Data excerpts:
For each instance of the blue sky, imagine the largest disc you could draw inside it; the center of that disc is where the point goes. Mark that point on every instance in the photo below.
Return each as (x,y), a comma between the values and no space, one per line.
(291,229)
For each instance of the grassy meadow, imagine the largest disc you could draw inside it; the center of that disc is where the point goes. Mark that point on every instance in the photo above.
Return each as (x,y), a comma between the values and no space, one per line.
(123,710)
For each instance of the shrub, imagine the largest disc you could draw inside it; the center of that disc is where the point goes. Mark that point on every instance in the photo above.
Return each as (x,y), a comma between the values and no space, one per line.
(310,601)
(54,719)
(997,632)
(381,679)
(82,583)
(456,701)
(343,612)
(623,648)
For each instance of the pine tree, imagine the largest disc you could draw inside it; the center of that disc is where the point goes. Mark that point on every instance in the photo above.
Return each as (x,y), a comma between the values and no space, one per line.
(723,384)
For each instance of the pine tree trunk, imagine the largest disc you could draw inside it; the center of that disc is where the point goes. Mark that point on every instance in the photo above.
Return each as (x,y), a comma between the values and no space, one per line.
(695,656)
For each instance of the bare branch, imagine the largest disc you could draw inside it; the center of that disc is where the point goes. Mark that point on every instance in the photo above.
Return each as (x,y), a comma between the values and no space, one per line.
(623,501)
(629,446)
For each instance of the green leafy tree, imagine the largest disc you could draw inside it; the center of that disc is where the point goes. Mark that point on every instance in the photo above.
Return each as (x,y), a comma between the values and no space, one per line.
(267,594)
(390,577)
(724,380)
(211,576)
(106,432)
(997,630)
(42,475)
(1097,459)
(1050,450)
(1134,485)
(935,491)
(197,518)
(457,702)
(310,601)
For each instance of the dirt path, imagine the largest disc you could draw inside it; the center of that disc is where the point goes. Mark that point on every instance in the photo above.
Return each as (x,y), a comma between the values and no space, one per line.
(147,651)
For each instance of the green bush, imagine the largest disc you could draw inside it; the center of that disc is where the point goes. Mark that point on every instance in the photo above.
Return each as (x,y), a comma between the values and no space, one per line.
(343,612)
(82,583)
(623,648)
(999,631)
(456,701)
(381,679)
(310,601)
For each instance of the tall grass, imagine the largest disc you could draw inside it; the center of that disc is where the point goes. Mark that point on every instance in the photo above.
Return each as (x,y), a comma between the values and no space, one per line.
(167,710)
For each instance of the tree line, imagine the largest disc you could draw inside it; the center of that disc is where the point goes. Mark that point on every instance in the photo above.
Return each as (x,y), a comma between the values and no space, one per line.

To do: Take the line that contains "For each instance of the green bush, imagine" and each line after it down to the last of the records, and retype them exactly; add nothing else.

Result for this exercise:
For each instance of the green bush, imagine the largest disc you could draw inside it; the center of that disc is where the point goes. Mark that point on every instance in the photo above.
Return each as (x,y), a comma between the values and no space, one per line.
(343,612)
(82,583)
(623,648)
(999,631)
(456,701)
(381,679)
(310,601)
For each instance of the tall grass, imagine the largest disc you could draw inside it; the center of that disc is where the point goes. Mark that point on every instance in the photo above.
Return each as (x,y), a comma between the values and no space, one per line.
(167,710)
For each instance of the tree line, imagine the largest disc you could draw inside it; the center of that disc is where the point goes. Mark that point on every instance in the photo above.
Return each as (x,y), a comma between the values and no space, one per line.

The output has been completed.